Nell'intervista al ministro Nordio, chi è indicato come il primo ad aver definito il sistema Palamara un verminaio?

Brano scelto>
+++

"Dossier, gravità inaudita. Toghe coinvolte? Interverrò". Intervista a Carlo Nordio

Il ministro della Giustizia: "Non sappiamo ancora quale sia l'estensione reale di questo scandalo"

"Dossier, gravità inaudita. Toghe coinvolte? Interverrò". Intervista a Carlo Nordio

Carlo Nordio, 77 anni, ex magistrato, è uno dei ministri più attivi, ed è sempre al centro delle polemiche. È guardasigilli, e sulla giustizia la polemica è inevitabile.

Signor ministro, qui in Italia c'è uno scandalo: gli oltre 200 mila dossier raccolti in modo illegale a danno di altrettante persone, tra le quali, probabilmente, molte personalità della politica. È coinvolta la Superprocura antimafia. Un fatto clamoroso che ricorda lo scandalo Sifar degli anni 60.

«Le dimensioni di queste interferenze illecite sono state denunciate sia dal procuratore antimafia sia dalla Procura di Perugia. Non sappiamo ancora quale sia la loro estensione reale, ma essa dovrà esser accertata, nel rispetto delle rispettive competenze, sia dalla magistratura sia dalla Commissione antimafia. Nel caso in cui fossero coinvolti magistrati, il mio ministero interverrebbe secondo i suoi obblighi istituzionali. Una cosa è certa: si tratta di fatti di gravità inaudita, sui quali va fatta chiarezza senza indugio».

Questa chiarezza è stata fatta nella vicenda Palamara?

«Purtroppo no. Condivido in pieno l'opinione del collega Gratteri, con il quale spessissimo sono in completo e cordiale disaccordo, che Palamara non agiva da solo, e che nel Csm bisognava voltare pagina. Invece sulla pentola bollente è stato messo un coperchio frettoloso, che ha contribuito al discredito della magistratura. Ma ovviamente c'è sempre la possibilità, e direi la necessità, di fare quella chiarezza che a suo tempo è mancata».

Paolo Mieli, storico e giornalista sempre moderato, sostiene che c'è una centrale che governa i dossier, e che se non si stronca finisce che diventa inutile persino andare a votare perché il potere è tutto in mano a questa centrale. Esagera?

«Paolo Mieli è un acutissimo osservatore della politica e anche della giustizia, ed è stato il primo a definire il sistema Palamara un verminaio. Purtroppo non è stato ascoltato. Non so se ora stia esagerando. So solo che le sue osservazioni dovrebbero esser tenute nella dovuta considerazione. Per quanto è di nostra competenza lo saranno».

Lei sa che c'è un'inchiesta giudiziaria su due giornalisti che avrebbero molestato una loro collega. Molto silenzio e niente codice rosso. Come mai? Ci sarà mica ogni tanto qualche indulgenza della magistratura verso alcuni settori del giornalismo?

«Su questa vicenda ho già dato una risposta interlocutoria al question time al Senato. Valuteremo tutta la documentazione che abbiamo chiesto alla magistratura intervenuta nell'indagine».

In settimana il governo dovrebbe approvare il decreto flussi. Finalmente un riequilibrio tra migranti irregolari e clandestini?

+++

Righe di dati>
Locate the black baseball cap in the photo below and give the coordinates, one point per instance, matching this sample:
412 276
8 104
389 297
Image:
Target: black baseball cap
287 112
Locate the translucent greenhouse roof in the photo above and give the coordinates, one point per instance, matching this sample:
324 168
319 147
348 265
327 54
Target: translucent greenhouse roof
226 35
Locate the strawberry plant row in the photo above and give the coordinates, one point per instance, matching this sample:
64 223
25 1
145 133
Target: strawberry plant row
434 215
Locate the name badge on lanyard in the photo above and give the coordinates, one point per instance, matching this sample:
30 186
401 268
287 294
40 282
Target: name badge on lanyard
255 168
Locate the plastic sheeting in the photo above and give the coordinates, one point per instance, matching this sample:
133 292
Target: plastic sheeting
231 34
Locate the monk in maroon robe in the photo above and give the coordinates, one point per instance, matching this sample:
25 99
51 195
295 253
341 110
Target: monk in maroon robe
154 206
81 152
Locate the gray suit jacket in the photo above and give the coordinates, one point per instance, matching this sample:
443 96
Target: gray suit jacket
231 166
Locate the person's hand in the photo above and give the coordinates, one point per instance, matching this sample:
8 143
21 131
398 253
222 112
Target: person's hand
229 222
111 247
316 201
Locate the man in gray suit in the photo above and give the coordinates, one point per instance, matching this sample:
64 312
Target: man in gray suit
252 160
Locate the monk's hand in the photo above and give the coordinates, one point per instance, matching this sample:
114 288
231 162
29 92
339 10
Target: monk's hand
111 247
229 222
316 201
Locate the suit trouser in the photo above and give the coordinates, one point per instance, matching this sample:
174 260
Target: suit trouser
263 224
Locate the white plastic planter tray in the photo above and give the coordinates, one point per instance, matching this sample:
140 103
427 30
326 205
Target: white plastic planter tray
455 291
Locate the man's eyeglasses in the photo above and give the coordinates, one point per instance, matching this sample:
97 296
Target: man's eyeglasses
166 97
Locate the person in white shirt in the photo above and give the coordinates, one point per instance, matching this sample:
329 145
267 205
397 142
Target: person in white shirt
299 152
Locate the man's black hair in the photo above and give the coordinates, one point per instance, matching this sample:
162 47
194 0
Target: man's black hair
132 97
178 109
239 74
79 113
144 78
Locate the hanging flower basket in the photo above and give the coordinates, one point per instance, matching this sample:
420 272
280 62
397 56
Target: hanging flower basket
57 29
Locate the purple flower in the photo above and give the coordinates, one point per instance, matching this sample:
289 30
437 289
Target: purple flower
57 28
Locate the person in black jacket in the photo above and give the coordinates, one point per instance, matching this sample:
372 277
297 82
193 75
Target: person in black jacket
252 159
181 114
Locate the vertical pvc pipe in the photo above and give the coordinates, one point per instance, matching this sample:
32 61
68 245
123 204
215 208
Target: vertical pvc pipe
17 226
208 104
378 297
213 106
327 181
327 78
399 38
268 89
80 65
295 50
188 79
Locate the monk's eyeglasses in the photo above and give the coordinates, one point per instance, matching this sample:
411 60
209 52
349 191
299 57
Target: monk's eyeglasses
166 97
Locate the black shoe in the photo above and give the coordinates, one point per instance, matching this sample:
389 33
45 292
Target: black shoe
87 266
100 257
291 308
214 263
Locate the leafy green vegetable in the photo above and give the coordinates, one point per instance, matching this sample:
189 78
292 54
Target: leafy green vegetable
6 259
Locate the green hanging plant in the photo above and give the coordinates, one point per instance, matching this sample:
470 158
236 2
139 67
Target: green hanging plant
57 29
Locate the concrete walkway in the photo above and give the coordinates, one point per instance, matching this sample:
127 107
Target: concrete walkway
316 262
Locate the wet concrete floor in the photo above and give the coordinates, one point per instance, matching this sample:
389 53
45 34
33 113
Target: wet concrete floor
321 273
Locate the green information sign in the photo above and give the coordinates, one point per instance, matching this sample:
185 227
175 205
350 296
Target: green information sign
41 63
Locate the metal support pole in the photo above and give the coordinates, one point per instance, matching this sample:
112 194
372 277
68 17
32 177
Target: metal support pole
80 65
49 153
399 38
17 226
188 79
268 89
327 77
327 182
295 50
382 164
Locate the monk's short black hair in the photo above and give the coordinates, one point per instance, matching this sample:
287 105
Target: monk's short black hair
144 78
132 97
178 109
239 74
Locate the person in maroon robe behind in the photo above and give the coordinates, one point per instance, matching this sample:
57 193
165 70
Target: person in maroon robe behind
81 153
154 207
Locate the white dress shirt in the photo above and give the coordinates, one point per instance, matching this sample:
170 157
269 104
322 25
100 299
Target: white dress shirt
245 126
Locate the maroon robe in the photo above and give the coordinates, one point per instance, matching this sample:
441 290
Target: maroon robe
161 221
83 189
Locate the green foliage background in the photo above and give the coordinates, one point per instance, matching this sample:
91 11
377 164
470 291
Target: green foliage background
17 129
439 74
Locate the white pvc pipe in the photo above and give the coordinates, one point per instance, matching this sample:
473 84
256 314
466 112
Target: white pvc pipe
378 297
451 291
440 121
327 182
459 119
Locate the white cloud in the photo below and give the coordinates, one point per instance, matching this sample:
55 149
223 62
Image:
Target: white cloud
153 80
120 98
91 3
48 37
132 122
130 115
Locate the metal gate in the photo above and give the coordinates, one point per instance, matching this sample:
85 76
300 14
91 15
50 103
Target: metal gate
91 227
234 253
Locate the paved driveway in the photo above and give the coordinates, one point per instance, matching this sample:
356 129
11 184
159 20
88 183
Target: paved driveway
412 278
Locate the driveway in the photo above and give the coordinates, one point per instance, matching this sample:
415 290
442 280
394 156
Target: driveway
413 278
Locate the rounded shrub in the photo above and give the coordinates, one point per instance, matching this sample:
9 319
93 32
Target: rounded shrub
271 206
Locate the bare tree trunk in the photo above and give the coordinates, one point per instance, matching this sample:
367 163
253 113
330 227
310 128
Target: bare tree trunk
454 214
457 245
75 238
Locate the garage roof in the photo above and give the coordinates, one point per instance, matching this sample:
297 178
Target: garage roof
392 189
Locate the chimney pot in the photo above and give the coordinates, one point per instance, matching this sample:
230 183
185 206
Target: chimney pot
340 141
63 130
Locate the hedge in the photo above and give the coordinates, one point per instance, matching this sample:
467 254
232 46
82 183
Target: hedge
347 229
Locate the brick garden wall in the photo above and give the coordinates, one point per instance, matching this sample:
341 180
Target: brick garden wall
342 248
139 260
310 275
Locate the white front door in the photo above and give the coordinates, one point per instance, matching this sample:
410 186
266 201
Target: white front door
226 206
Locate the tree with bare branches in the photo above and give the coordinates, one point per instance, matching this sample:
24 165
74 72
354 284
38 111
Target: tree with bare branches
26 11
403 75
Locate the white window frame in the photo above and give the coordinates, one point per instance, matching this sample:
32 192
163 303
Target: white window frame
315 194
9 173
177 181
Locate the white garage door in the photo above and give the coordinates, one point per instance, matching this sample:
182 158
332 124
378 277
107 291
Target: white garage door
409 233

+++

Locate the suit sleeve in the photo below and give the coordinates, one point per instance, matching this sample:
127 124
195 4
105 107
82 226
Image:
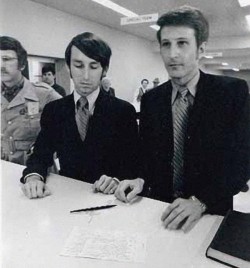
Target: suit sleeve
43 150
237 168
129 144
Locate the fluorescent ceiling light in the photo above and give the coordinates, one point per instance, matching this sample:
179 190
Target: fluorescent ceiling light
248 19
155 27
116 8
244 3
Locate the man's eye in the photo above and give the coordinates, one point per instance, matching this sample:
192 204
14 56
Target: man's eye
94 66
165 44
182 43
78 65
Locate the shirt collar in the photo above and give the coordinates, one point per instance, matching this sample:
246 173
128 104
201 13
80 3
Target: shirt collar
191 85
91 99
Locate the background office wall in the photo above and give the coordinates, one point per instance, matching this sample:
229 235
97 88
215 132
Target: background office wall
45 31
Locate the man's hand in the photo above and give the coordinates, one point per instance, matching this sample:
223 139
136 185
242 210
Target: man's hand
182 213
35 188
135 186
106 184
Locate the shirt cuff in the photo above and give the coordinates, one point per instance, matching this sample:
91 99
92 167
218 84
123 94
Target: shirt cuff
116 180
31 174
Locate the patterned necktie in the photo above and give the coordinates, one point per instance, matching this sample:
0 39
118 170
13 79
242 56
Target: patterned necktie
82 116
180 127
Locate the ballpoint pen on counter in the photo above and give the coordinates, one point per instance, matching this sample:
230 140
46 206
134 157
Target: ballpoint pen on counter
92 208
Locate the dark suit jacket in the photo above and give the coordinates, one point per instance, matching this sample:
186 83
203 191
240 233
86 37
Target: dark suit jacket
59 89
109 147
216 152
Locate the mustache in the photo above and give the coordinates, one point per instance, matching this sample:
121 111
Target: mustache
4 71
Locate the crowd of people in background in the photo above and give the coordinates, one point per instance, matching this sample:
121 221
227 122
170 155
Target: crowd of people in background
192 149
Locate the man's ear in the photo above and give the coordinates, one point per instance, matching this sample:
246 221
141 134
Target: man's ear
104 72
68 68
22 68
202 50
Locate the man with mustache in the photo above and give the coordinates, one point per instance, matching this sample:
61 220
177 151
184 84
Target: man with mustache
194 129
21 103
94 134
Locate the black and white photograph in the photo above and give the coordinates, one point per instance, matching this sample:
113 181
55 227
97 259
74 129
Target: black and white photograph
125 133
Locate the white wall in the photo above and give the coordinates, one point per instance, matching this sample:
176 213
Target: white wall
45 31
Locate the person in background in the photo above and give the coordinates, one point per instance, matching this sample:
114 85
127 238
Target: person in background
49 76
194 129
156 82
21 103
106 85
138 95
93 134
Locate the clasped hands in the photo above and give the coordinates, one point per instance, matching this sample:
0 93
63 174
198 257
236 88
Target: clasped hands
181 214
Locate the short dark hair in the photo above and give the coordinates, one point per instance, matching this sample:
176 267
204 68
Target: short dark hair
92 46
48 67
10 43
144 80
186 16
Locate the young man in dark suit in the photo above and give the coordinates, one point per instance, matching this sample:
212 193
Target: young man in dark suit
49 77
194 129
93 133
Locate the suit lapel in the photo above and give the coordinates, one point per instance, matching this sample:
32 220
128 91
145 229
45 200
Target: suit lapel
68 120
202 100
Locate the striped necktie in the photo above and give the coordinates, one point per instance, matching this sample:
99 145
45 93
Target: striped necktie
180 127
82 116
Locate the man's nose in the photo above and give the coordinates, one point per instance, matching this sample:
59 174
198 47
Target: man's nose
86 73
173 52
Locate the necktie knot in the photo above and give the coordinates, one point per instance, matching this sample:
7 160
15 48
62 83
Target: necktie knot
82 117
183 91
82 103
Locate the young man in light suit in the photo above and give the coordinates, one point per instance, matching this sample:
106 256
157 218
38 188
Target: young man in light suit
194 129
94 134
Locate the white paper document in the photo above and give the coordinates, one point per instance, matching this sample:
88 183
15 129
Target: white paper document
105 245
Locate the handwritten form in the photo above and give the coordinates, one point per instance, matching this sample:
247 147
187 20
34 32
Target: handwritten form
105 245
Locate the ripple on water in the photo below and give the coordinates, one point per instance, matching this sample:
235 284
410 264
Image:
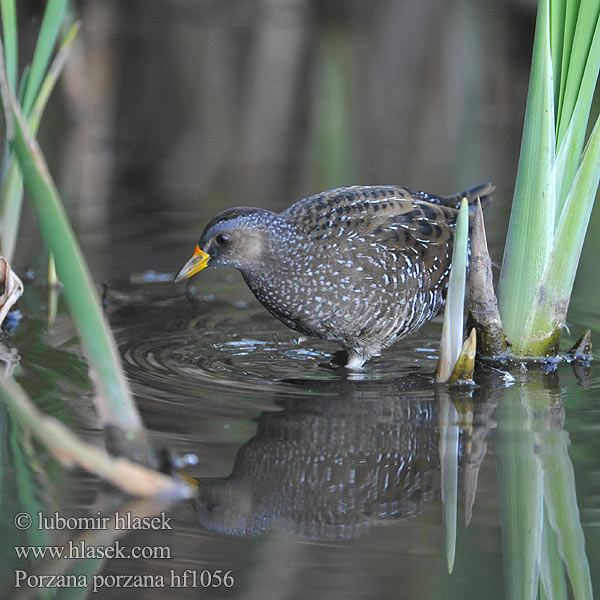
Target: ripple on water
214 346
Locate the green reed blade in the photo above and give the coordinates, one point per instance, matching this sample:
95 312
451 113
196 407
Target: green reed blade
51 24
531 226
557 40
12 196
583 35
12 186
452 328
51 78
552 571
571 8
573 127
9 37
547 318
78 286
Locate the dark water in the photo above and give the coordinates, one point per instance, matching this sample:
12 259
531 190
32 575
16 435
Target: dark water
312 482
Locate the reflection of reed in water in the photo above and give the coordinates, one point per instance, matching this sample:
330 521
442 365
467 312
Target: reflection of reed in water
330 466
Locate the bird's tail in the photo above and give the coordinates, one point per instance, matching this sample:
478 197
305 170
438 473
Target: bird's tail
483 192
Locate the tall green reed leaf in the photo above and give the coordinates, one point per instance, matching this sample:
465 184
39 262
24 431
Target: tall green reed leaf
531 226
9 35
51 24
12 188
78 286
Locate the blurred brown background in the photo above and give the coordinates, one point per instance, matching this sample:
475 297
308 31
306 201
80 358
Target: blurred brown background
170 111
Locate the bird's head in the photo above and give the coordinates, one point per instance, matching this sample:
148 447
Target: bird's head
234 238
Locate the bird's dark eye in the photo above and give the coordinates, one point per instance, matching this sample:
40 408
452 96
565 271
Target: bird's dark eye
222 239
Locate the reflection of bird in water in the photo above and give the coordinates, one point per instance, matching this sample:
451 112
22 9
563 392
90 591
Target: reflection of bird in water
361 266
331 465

+++

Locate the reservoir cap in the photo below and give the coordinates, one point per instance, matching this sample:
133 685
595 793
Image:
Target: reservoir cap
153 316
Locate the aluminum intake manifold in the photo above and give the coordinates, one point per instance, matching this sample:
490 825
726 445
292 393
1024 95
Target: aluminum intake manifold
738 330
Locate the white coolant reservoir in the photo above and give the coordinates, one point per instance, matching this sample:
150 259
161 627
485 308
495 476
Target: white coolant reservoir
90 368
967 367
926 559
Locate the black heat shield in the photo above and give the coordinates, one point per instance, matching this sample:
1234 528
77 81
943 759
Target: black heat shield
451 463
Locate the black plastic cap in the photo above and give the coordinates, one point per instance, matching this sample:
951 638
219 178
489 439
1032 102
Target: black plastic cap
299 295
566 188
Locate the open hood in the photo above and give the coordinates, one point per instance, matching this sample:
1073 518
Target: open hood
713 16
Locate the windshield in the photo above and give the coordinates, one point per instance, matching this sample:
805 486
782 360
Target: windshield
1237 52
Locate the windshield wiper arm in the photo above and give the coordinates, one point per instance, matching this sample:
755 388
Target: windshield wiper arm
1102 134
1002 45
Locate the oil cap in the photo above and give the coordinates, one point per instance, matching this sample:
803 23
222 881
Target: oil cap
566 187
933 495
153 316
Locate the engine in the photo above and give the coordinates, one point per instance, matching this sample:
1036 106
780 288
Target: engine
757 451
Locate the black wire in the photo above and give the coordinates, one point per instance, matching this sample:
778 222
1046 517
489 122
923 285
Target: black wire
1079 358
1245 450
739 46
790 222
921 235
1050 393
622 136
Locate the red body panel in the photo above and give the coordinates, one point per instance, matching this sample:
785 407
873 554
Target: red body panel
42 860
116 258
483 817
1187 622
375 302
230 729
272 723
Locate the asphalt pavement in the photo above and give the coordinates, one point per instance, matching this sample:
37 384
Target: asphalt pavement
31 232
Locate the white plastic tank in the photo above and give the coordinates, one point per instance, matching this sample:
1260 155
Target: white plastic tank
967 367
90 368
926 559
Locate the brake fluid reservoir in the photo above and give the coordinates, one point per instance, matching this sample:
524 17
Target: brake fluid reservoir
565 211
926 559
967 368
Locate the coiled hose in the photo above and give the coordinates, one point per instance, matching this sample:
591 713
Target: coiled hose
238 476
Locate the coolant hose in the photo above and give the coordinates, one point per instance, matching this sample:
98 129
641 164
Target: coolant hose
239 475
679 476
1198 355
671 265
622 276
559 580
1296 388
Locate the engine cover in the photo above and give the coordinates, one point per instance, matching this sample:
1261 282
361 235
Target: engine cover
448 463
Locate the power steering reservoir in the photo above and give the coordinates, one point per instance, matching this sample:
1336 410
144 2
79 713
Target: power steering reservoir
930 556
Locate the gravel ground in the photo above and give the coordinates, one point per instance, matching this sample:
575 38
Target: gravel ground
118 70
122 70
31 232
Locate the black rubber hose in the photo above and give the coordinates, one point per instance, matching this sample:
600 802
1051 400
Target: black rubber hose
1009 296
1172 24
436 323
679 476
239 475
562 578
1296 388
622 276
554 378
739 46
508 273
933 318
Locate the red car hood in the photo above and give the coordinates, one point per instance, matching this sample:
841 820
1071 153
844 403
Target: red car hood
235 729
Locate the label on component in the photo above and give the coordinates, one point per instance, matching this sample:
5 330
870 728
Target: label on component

+++

Risposta>
Paolo Mieli.